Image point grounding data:
══════
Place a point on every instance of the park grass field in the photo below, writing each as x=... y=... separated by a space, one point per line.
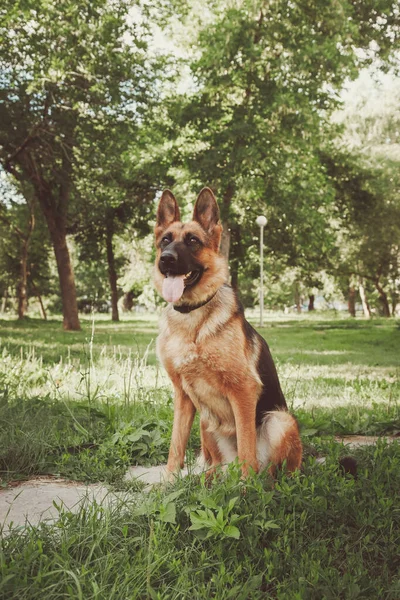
x=86 y=405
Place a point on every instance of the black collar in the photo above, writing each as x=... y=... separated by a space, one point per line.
x=187 y=308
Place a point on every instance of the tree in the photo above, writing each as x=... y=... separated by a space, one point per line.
x=118 y=181
x=24 y=246
x=65 y=66
x=267 y=77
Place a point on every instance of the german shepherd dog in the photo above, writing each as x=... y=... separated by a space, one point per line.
x=218 y=364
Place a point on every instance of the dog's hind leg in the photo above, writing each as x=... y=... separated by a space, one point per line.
x=279 y=441
x=209 y=448
x=184 y=411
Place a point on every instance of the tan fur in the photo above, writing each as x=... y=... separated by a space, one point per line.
x=213 y=367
══════
### Your instructions:
Copy all the data exactly as written, but skip any picture.

### Solved problem:
Place a point on every instance of the park grass field in the photo below, writing each as x=... y=... separated by a space, one point per line.
x=86 y=405
Place a point on every instance of the black collar in the photo above, writing each as x=... y=... separated by a space, one point per line.
x=187 y=308
Place a point on every instance of the tree in the photo above, writing each as x=... y=... separated by a space, one point per line.
x=118 y=181
x=24 y=246
x=65 y=66
x=267 y=77
Place a point on every instance of the german shepherd dog in the photo above, writing each as x=... y=... separated by a space, one point per line.
x=218 y=364
Place a point on every instance of the dog's hind leg in the photo above, writing each as x=... y=... separated by a space, one point per line.
x=279 y=441
x=209 y=448
x=184 y=411
Place a point on every instance of the tan fur in the photo above, writing each as x=... y=... separated by a space, one point per line.
x=213 y=367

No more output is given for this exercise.